■ What is required ■
In the records below, find the line holding "Target: insect hind leg" and the line holding "Target: long thin antenna". Set down both, with every line between them, exactly.

■ The data ■
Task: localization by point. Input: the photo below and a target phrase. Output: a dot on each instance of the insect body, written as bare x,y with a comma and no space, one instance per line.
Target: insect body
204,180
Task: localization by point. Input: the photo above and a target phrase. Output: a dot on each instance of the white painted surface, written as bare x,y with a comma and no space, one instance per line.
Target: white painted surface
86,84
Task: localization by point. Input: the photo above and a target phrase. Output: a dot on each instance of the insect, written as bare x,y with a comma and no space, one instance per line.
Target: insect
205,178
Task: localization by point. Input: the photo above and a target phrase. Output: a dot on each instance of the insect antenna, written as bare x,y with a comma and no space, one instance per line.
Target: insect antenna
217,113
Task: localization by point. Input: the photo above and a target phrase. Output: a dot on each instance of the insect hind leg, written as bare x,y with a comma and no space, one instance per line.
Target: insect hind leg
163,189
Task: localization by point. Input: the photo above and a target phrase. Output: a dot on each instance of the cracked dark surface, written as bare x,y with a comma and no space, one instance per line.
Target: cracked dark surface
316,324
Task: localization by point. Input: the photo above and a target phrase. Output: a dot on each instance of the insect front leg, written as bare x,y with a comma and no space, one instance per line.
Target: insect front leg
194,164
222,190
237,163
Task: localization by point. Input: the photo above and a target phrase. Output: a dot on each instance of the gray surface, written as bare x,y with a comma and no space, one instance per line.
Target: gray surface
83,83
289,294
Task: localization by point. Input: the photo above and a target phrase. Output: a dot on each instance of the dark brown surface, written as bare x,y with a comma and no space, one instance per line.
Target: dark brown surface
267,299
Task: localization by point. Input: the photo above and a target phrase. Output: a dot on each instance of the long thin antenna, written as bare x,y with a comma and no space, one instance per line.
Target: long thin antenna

...

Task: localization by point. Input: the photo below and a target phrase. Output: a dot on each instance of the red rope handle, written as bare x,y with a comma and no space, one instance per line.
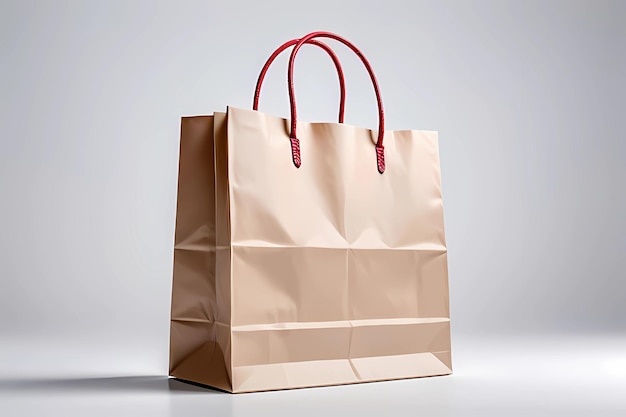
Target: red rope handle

■ Reply ■
Target: insect hind leg
163,189
Task: localization by point. Input: the photo above and a target phrase. Output: a dot on each instance of the cracked dark surface, written as bare x,y with a comma and no space, one instance per line.
Target: cracked dark surface
316,324
Task: localization by point. Input: the photo above and a target phrase. Output: a dot on each instance of the insect front leg, written as bare x,y with a comma and no space, one instance per line.
Target: insect front leg
194,164
222,190
237,163
Task: localization by point. Input: the photo above and a target phrase. Output: a dot on each instance of the gray surface, written as bare x,y with a comma and no space, one instance per line.
Target: gray surface
83,83
289,294
Task: localization by point. Input: the photo above and a target phrase. Output: a dot on each instance of the dark brown surface, written as bare x,y with a comma and no space, one instance per line.
Target: dark brown surface
267,299
Task: localization by point. Input: the photo above and a target phrase. Output: a dot on each instance of the long thin antenna, written as bare x,y with a comma and no space, one instance per line.
Target: long thin antenna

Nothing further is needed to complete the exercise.